··· TEXT

Re: RPi.GPIO Wiegand capture speed?

Tue Aug 14, 2012 1:31 pm

:oops:

:)

T.
Various male/female 40- and 26-way GPIO header for sale here ( IDEAL FOR YOUR PiZero ):
https://www.raspberrypi.org/forums/viewtopic.php?f=93&t=147682#p971555

stevebird
Posts: 8
Joined: Fri Mar 01, 2013 8:46 pm

Re: RPi.GPIO Wiegand capture speed?

Fri Mar 01, 2013 9:04 pm

I've ordered an RFID reader that outputs the wiegand protocol. But its not here yet, the plan will be to make it the front end to my door access project for woodsidebreaks.

looking at the spec, D0 &D1 being the data outputs are at 5v when at rest, which is too high a voltage for the Pi. options are either a buffer or a simple potential divider.

Two resistors in series, an 8k2 and 12k connected between D0 and ground and the mid point connected to the Pi. same for D1, should make something in the region of 3v presented to the Pi and a total loading of 22k sinking about 2mA to the reader which it should be able to cope with.

I'll post how I get on.......

kghunt
Posts: 383
Joined: Sun Mar 04, 2012 9:28 am

Re: RPi.GPIO Wiegand capture speed?

······
··· DATA IN THIS EXERCISE

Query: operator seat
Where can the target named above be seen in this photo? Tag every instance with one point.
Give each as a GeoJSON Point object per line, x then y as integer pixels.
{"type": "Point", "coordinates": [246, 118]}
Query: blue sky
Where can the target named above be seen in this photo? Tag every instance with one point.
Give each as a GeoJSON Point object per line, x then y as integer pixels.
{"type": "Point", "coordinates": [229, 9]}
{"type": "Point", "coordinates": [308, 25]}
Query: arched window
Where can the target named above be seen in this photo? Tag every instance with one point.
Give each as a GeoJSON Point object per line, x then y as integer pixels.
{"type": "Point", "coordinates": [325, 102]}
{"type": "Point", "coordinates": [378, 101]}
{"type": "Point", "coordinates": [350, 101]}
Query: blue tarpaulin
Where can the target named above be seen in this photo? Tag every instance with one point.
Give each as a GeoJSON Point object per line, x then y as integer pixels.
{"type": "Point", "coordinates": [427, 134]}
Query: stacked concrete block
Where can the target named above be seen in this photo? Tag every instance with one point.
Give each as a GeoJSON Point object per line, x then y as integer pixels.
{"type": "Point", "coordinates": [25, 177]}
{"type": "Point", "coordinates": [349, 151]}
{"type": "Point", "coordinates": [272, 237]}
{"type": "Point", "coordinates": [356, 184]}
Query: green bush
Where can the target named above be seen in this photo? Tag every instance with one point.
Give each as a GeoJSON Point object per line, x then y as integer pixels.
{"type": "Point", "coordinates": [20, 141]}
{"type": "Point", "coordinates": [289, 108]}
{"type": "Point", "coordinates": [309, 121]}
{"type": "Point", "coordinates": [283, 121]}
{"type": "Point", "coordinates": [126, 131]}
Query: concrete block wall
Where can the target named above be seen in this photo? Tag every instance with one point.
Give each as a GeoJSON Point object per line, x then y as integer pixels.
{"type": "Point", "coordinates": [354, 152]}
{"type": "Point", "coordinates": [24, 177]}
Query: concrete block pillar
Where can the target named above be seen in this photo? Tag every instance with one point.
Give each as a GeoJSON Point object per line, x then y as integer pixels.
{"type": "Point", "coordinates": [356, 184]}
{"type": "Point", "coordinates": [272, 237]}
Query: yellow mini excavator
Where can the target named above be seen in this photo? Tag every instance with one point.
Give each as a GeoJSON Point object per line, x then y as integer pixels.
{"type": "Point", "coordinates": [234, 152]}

······

WORK TO COMPLETE.
(a) Can you copy the records word for word, starting at the line that contains "Query: concrete block pillar" and stopping after the final line of the records?
(b) Can you continue the forum thread about Wiegand capture speed with RPi.GPIO, picking up after its last line?

RESULTS OF THE EXERCISE.
(a)
Query: concrete block pillar
Where can the target named above be seen in this photo? Tag every instance with one point.
Give each as a GeoJSON Point object per line, x then y as integer pixels.
{"type": "Point", "coordinates": [356, 184]}
{"type": "Point", "coordinates": [272, 237]}
Query: yellow mini excavator
Where can the target named above be seen in this photo? Tag every instance with one point.
Give each as a GeoJSON Point object per line, x then y as integer pixels.
{"type": "Point", "coordinates": [234, 152]}

(b)
Fri Mar 01, 2013 10:14 pm

I have done exactly what you said. Unfortunately I was never able to get a perfect read I would miss bits either due to the slowness of the pi or its non real time nature. I tweaked and tweaked my code but the best I could get was 8 or 9 times out of 10.

In the end I used and arduino chip to do the read and pass it back to the Pi by serial. Works flawlessly every time. To be fair that's how all the commercial ac units work anyway. But I mainly use a ttl mifare reader I get from china removes the whole problem and it helps that the reader is on $13 too :-)

stevebird
Posts: 8
Joined: Fri Mar 01, 2013 8:46 pm

Re: RPi.GPIO Wiegand capture speed?

Mon Mar 04, 2013 7:08 pm

This is my test Wiegand code, written in PHP and seems to produce some output, which most of the time seems to be correct.

My Wiegand keypad has the buttons, 0-9 , ESC & ENT on it, its also an RFID reader but the tags where not in the box so I cant test those until they arrive, but I see no reason why it shouldn't produce a string of data when a tag is put across it.

For info; The gpio functions to init/read/write are the same ones I wrote/use for the PiClock and door access project as on YouTube.

I make no claims that this this it properly coded, there's certainly other ways to do it, I'm happy to receive suggestions, remember that it will just output the data it sees, so press enter after every 4 bits of data or you'll end up with a line of 0's and 1's ;)


#!/usr/bin/php
<?php
#
# Wiegand Keypad for the WoodsideBreaks.co.uk project.
# Written by Steve Bird.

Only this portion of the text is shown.